BRIEF
Copy each of the items below word for word, with every line unchanged and in its original order.

AVAILABLE RECORDS
------------

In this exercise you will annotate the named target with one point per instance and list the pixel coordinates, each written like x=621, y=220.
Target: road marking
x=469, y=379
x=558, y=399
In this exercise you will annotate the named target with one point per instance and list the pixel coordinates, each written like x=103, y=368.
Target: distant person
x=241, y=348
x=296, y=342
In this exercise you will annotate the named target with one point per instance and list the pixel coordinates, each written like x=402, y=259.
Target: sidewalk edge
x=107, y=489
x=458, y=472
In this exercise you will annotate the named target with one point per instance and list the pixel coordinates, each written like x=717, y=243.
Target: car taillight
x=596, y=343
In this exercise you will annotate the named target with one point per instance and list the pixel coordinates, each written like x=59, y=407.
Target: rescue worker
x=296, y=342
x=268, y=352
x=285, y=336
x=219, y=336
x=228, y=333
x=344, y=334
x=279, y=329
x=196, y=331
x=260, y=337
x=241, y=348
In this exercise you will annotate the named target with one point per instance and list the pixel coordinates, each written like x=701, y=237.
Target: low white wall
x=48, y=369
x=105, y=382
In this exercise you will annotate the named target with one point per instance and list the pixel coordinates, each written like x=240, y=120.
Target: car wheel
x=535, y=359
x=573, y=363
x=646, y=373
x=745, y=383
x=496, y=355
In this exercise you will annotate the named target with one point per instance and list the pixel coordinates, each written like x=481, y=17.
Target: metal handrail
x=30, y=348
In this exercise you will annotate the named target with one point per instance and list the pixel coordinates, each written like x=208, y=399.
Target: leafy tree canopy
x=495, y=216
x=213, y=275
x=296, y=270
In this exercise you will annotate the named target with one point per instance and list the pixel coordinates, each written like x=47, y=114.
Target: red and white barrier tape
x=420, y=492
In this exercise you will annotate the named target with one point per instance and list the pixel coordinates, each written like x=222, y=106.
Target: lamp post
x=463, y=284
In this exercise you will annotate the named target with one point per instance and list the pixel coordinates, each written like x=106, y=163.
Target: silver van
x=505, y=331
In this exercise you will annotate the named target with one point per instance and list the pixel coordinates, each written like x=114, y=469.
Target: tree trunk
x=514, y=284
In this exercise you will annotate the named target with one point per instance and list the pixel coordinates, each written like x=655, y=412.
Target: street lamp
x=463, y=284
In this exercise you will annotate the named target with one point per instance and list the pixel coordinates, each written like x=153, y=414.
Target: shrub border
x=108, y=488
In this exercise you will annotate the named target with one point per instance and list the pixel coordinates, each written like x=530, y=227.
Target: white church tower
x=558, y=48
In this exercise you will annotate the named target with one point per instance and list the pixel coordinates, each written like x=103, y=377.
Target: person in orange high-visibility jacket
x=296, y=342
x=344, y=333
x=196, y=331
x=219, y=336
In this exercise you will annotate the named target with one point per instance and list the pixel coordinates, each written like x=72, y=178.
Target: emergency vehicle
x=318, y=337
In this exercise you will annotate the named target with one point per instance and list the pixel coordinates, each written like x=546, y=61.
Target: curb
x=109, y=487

------------

EXPECTED ANSWER
In this exercise you will annotate the named target with one point per instance and list the pixel coordinates, each written like x=621, y=220.
Target: road marking
x=469, y=379
x=558, y=399
In this exercise you will annotate the named target with one point per instance and list the pixel coordinates, each written like x=103, y=368.
Target: distant person
x=241, y=348
x=296, y=342
In this exercise you will annotate the named target with one point per instance and list the pixel coordinates, each written like x=402, y=259.
Target: sidewalk edge
x=107, y=489
x=458, y=472
In this exercise you will annotate the named target with one point per instance and list the pixel coordinates, each written like x=717, y=243.
Target: car taillight
x=596, y=343
In this exercise you will annotate the named target with one point per instance and list the pixel coordinates, each written like x=59, y=407.
Target: rescue worker
x=296, y=342
x=268, y=352
x=285, y=336
x=219, y=336
x=228, y=333
x=344, y=334
x=279, y=329
x=196, y=331
x=260, y=337
x=241, y=348
In this exercise you will annotate the named target with one point per instance and list the pixel coordinates, each written like x=701, y=237.
Target: low white wall
x=48, y=369
x=105, y=382
In this exercise you will annotate the named target with one point per instance and list the pixel coordinates, each written like x=240, y=120.
Target: car wheel
x=535, y=359
x=573, y=363
x=646, y=373
x=745, y=383
x=496, y=355
In this exercise you will annotate the named target with one point per instance and list the pixel coordinates, each written like x=481, y=17.
Target: metal handrail
x=30, y=348
In this exercise you will annotate the named target with one point per instance and list the pixel coordinates, each written like x=208, y=399.
Target: leafy tree canopy
x=495, y=216
x=213, y=275
x=296, y=270
In this exercise you will annotate the named target with one point per instance and list the pixel coordinates, each written like x=47, y=114.
Target: red and white barrier tape
x=420, y=492
In this exercise you will annotate the named target with one point per instance and list the pixel coordinates, each written like x=222, y=106.
Target: lamp post
x=463, y=284
In this exercise you will annotate the named target with one point per instance and list the pixel coordinates, each written like x=106, y=163.
Target: silver van
x=505, y=331
In this exercise you will annotate the named target with one point per instance and list the pixel coordinates, each written like x=114, y=469.
Target: tree trunk
x=514, y=284
In this exercise you will annotate the named target with one point per instance and list the pixel coordinates, each written like x=655, y=412.
Target: street lamp
x=463, y=284
In this exercise you will annotate the named target with one point per instance and list the pixel coordinates, each written like x=153, y=414.
Target: shrub border
x=108, y=488
In this exercise you will annotate the named target with one point per instance and list the pixel coordinates, each written like x=530, y=227.
Target: white church tower
x=558, y=48
In this exercise you will annotate the named target with one point per instance and list the pixel coordinates, each written like x=103, y=377.
Target: person in orange high-visibility jacket
x=296, y=342
x=344, y=333
x=196, y=331
x=219, y=336
In this exercise you will annotate the named target with one point per instance and list the pixel coordinates, each written like x=72, y=178.
Target: emergency vehicle
x=318, y=337
In this exercise you will annotate the named target with one point per instance and list the pixel coordinates, each written like x=546, y=61.
Target: curb
x=109, y=487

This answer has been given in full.